Detention and Genocide in the Digital Age: Challenges posed by OSI

Reliance on OSI for Accountability Could Encourage Alternative Modes of Perpetration

OSI, particularly satellite imagery, has already been valuable for identifying detention sites that have been used in the context of alleged genocides and other international crimes. For example, regarding the situation in Xinjiang, journalists and human rights organisations deployed satellite imagery to uncover mass internment sites used by the Chinese government to detain Uyghurs and other Muslim minorities. In 2020, Buzzfeed News reported that it had used blacked out sections of Baidu Maps to find locations of internment camps by cross-referencing those areas onto other platforms like Google Earth and Planet. Further, in 2022, the OHCHR reported that more detention sites in Xinjiang had been identified through ‘public source satellite imagery’. In tandem with other evidence, these revelations from satellite imagery led multiple organisations and governments to condemn the acts against the Uyghurs by the Chinese government. China soon began to decommission some of its detention centres (which it calls ‘re-education camps’).

_Set task A_
Decide whether each statement below agrees with the passage on OSI and detention sites in Xinjiang. For each, answer yes or no and quote the deciding words of the passage. (i) Buzzfeed News used blacked out sections of Baidu Maps to locate internment camps. (ii) The OHCHR reported in 2020 that more detention sites had been identified through public source satellite imagery. (iii) After the revelations, China expanded its detention centres.

_Records_
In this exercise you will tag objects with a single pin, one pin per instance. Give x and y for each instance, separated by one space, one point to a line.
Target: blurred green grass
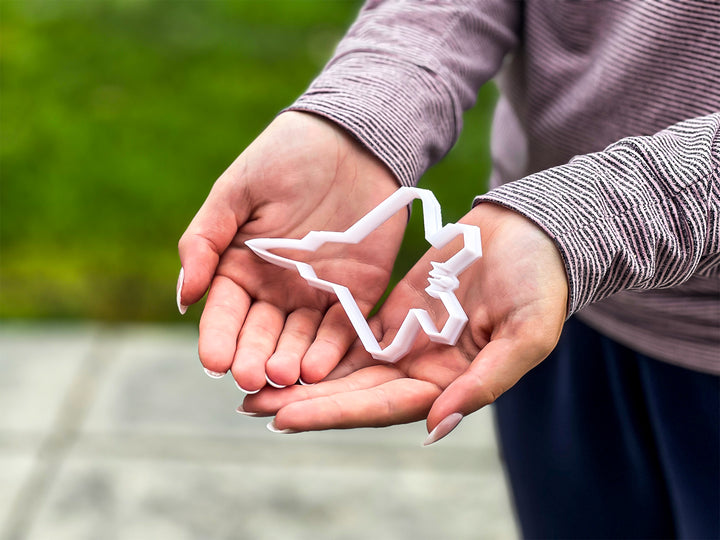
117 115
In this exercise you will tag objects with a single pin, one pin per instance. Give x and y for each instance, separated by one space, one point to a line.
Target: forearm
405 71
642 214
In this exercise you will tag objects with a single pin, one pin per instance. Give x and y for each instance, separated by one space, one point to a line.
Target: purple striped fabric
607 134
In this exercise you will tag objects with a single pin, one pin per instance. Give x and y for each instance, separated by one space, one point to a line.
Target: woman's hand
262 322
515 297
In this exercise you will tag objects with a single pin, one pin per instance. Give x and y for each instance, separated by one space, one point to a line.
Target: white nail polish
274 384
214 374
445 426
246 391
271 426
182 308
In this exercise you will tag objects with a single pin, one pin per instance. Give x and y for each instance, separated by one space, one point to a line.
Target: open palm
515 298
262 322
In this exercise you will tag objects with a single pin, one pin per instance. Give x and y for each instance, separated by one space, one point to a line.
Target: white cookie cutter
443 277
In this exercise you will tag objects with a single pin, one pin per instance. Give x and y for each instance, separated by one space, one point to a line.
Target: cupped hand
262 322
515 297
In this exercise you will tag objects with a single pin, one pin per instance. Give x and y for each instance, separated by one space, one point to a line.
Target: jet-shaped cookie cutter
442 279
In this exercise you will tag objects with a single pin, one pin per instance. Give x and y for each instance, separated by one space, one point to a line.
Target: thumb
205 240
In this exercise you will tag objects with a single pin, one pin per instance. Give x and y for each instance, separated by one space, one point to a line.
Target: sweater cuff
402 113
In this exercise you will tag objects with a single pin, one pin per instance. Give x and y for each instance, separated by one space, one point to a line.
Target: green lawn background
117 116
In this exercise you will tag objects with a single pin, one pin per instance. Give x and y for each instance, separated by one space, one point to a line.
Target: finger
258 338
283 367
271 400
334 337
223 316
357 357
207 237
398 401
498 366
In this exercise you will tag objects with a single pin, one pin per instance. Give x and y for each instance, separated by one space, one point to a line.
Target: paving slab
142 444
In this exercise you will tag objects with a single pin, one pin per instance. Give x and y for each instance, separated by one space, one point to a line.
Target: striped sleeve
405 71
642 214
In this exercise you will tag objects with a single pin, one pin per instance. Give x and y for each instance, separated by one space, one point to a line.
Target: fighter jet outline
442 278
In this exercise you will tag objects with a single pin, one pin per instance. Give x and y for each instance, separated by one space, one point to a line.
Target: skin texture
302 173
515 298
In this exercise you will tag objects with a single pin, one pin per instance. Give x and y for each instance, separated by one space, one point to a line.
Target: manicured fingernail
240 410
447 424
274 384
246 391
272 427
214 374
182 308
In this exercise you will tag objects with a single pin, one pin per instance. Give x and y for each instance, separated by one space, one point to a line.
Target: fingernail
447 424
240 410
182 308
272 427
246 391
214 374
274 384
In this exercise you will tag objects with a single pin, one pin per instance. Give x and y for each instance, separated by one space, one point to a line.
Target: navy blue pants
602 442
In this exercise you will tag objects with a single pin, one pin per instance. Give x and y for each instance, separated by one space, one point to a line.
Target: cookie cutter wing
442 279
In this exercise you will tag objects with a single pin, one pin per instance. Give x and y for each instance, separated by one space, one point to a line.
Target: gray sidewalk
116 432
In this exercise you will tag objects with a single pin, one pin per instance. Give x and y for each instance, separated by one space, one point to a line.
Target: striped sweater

_Set task B_
Show every line of the records that contains the string "fingernail". Case counts.

_Full answer A_
(i) Yes: "Buzzfeed News reported that it had used blacked out sections of Baidu Maps to find locations of internment camps"
(ii) No: "in 2022, the OHCHR reported that more detention sites in Xinjiang had been identified through ‘public source satellite imagery’"
(iii) No: "China soon began to decommission some of its detention centres"

_Full answer B_
Target: manicured fingernail
Target: fingernail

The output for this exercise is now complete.